Copy out every line below that contains the string "hood", matching case exactly.

Point labeling examples
====

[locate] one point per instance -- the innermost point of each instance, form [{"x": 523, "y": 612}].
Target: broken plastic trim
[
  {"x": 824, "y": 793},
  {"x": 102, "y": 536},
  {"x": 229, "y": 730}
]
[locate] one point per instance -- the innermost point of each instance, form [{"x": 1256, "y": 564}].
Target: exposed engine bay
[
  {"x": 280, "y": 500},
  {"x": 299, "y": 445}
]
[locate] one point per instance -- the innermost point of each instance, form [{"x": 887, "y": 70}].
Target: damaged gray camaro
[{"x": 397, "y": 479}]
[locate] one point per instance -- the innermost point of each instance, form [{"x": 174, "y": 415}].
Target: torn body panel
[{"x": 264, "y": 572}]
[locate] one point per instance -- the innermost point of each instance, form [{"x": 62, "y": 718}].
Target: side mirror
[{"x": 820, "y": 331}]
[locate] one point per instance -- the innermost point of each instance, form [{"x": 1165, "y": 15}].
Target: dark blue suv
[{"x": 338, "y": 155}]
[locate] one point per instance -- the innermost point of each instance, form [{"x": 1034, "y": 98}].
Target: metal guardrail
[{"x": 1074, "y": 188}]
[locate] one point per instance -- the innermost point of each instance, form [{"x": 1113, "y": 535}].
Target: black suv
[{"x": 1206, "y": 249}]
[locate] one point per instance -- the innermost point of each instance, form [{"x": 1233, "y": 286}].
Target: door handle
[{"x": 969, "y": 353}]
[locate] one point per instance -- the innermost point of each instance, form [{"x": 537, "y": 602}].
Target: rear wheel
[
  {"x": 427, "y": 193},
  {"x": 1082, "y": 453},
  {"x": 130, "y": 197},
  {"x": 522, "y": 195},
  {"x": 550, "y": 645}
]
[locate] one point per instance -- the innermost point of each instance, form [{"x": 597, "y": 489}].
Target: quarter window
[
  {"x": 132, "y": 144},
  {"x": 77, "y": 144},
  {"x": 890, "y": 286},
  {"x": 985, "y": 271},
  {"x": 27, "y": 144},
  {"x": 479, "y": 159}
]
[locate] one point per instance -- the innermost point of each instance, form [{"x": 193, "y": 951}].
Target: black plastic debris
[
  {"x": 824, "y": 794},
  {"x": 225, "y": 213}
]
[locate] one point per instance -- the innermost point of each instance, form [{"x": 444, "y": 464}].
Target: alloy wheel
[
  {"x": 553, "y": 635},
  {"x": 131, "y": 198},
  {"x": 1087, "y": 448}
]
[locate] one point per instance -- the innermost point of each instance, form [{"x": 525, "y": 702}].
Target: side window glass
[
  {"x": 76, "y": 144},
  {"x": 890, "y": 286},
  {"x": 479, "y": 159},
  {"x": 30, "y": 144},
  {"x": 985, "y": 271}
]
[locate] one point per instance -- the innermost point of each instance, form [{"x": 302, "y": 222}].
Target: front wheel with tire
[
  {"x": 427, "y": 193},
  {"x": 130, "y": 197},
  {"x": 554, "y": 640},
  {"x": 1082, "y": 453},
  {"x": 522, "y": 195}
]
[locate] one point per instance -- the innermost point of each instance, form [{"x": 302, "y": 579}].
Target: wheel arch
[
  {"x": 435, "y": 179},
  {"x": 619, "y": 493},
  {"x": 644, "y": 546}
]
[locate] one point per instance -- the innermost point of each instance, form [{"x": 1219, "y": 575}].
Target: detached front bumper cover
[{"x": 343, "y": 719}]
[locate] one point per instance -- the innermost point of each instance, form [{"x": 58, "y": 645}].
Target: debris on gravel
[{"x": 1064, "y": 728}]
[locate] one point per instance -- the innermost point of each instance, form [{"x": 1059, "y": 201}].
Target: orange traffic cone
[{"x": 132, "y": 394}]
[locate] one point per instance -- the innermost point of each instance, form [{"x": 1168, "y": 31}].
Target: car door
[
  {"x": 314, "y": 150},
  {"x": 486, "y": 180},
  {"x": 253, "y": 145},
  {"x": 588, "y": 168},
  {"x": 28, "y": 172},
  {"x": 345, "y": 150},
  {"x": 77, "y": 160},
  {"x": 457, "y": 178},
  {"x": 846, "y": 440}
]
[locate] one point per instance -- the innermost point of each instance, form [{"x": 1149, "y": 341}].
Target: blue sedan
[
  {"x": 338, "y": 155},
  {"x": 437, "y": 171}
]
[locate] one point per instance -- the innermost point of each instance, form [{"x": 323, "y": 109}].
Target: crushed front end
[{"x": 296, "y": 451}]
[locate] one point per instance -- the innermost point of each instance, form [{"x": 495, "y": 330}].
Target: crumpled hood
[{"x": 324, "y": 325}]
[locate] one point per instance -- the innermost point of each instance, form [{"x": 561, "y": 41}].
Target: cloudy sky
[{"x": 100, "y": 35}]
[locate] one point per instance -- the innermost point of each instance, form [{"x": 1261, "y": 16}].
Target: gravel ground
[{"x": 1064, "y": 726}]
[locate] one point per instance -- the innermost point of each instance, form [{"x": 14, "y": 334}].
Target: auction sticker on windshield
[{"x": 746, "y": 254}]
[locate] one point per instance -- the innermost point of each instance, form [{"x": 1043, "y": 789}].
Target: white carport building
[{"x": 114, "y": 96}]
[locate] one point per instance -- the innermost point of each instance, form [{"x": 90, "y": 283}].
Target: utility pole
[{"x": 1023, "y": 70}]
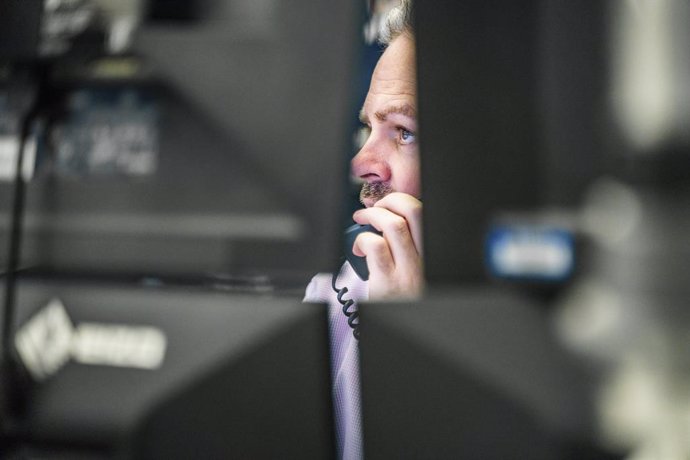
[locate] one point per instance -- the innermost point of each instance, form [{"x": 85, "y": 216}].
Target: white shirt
[{"x": 344, "y": 357}]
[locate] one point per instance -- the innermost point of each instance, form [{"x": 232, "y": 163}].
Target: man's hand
[{"x": 394, "y": 259}]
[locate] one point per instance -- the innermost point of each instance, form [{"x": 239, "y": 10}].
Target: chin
[{"x": 368, "y": 202}]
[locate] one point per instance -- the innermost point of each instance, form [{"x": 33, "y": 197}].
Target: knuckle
[{"x": 399, "y": 226}]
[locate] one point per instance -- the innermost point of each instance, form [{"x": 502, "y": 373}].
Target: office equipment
[
  {"x": 471, "y": 373},
  {"x": 229, "y": 376},
  {"x": 207, "y": 151}
]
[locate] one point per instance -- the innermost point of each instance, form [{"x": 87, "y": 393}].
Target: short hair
[{"x": 398, "y": 22}]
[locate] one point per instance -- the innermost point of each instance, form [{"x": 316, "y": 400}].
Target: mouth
[{"x": 373, "y": 191}]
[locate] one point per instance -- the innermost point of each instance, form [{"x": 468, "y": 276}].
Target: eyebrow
[{"x": 405, "y": 109}]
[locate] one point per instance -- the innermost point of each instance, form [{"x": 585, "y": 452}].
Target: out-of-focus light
[
  {"x": 611, "y": 213},
  {"x": 644, "y": 71},
  {"x": 592, "y": 320}
]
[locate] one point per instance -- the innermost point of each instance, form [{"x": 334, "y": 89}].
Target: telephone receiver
[{"x": 359, "y": 264}]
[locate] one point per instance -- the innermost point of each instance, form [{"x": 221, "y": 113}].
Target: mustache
[{"x": 374, "y": 190}]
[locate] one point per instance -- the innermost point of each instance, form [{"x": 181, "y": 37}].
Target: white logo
[{"x": 47, "y": 342}]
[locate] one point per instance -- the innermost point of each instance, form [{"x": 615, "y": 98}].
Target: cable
[{"x": 352, "y": 315}]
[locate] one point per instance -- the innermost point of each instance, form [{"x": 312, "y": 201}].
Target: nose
[{"x": 370, "y": 164}]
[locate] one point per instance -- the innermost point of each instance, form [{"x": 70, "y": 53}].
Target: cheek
[{"x": 406, "y": 177}]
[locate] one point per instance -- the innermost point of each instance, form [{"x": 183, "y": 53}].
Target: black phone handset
[{"x": 359, "y": 265}]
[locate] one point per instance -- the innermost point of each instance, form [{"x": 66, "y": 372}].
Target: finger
[
  {"x": 410, "y": 208},
  {"x": 395, "y": 231},
  {"x": 375, "y": 248}
]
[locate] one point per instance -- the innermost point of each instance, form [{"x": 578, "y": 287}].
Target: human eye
[
  {"x": 406, "y": 136},
  {"x": 362, "y": 135}
]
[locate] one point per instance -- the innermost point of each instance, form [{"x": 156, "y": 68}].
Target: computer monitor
[
  {"x": 119, "y": 371},
  {"x": 472, "y": 373},
  {"x": 510, "y": 122},
  {"x": 216, "y": 148}
]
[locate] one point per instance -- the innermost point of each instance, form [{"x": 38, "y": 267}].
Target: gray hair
[{"x": 398, "y": 22}]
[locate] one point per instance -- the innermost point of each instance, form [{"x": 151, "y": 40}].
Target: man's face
[{"x": 389, "y": 160}]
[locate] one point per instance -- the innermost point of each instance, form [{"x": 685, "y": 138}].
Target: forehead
[{"x": 393, "y": 81}]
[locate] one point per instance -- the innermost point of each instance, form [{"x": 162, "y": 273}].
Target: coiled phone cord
[{"x": 352, "y": 314}]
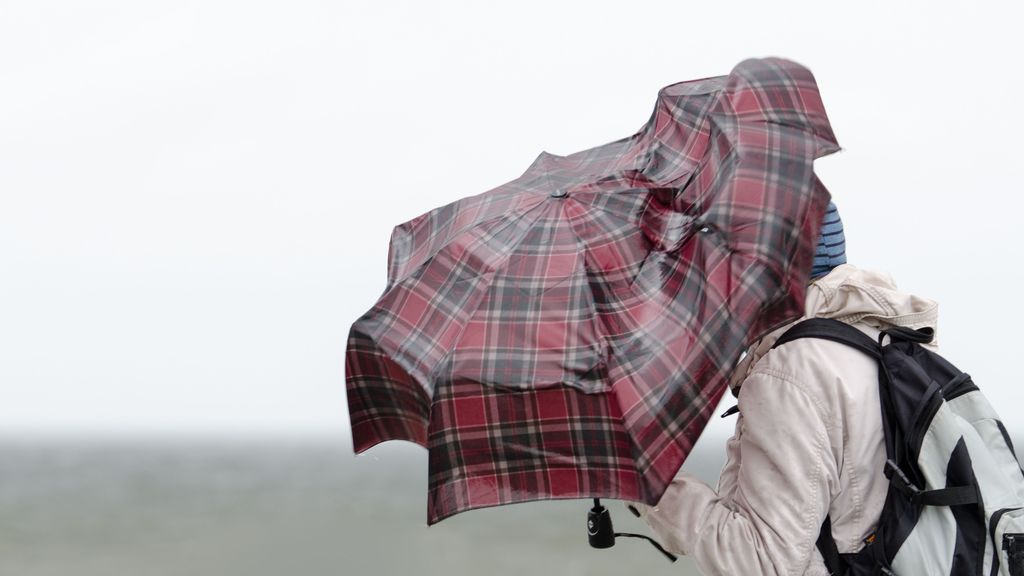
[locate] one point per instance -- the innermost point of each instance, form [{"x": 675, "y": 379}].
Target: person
[{"x": 808, "y": 441}]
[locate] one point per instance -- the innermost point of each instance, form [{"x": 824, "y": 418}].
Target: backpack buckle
[{"x": 900, "y": 480}]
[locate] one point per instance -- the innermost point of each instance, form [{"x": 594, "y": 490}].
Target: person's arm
[{"x": 785, "y": 472}]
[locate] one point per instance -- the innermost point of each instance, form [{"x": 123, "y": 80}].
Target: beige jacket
[{"x": 808, "y": 442}]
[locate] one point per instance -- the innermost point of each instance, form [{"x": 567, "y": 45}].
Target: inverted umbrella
[{"x": 568, "y": 333}]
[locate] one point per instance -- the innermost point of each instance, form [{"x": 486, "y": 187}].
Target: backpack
[{"x": 955, "y": 498}]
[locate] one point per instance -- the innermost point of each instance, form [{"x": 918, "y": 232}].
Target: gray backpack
[{"x": 955, "y": 500}]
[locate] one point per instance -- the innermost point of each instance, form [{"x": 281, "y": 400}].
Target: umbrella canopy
[{"x": 567, "y": 334}]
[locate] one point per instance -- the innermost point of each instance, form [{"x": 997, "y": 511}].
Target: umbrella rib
[{"x": 508, "y": 253}]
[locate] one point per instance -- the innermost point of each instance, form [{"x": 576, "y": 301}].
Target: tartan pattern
[{"x": 567, "y": 334}]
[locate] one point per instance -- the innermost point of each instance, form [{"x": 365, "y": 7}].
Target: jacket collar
[{"x": 852, "y": 295}]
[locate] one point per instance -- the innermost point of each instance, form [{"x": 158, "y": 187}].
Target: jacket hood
[{"x": 854, "y": 296}]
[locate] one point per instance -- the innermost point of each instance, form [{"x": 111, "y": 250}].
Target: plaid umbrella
[{"x": 567, "y": 334}]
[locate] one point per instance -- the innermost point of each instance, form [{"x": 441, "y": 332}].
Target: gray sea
[{"x": 264, "y": 506}]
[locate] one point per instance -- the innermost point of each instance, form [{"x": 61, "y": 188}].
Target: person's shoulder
[{"x": 824, "y": 364}]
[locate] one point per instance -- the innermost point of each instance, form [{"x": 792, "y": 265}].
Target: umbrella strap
[{"x": 653, "y": 542}]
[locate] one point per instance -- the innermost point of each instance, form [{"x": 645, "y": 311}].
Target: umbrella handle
[{"x": 601, "y": 534}]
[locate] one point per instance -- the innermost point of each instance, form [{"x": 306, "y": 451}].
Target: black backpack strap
[
  {"x": 826, "y": 545},
  {"x": 834, "y": 330}
]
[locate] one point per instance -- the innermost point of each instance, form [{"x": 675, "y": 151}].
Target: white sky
[{"x": 197, "y": 197}]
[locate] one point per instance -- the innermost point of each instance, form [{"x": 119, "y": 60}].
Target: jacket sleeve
[{"x": 774, "y": 494}]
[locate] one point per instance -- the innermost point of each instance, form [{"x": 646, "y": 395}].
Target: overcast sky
[{"x": 197, "y": 197}]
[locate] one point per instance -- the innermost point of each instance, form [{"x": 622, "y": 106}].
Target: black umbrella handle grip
[
  {"x": 599, "y": 530},
  {"x": 602, "y": 535}
]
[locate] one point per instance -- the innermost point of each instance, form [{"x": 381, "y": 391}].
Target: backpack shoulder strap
[{"x": 834, "y": 330}]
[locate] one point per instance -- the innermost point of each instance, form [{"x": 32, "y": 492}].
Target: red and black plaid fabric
[{"x": 568, "y": 333}]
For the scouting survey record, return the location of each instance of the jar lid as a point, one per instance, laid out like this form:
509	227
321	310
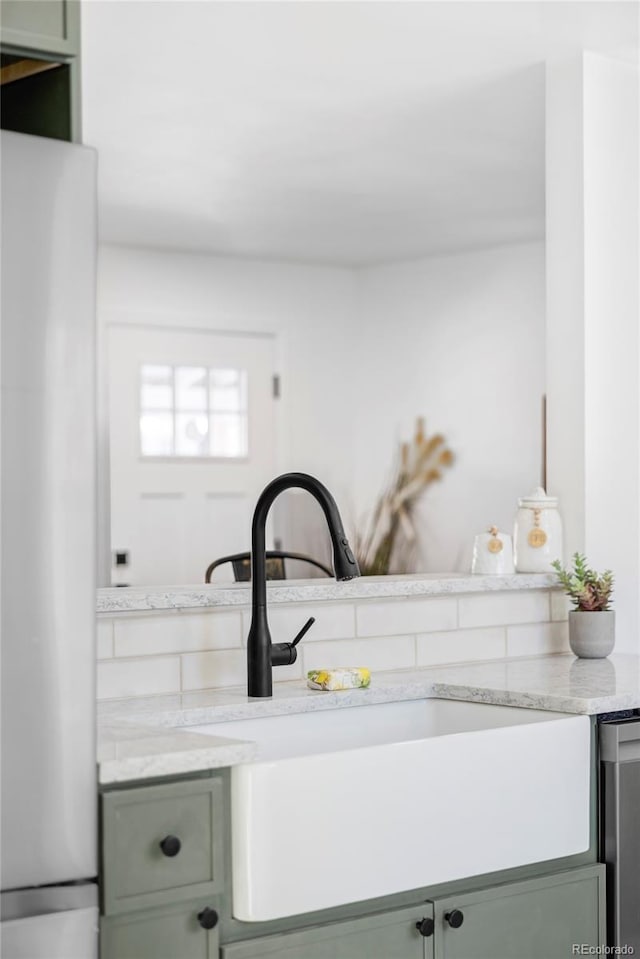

====

## EXERCISE ANSWER
Target: crumpled hood
Target: jacket hood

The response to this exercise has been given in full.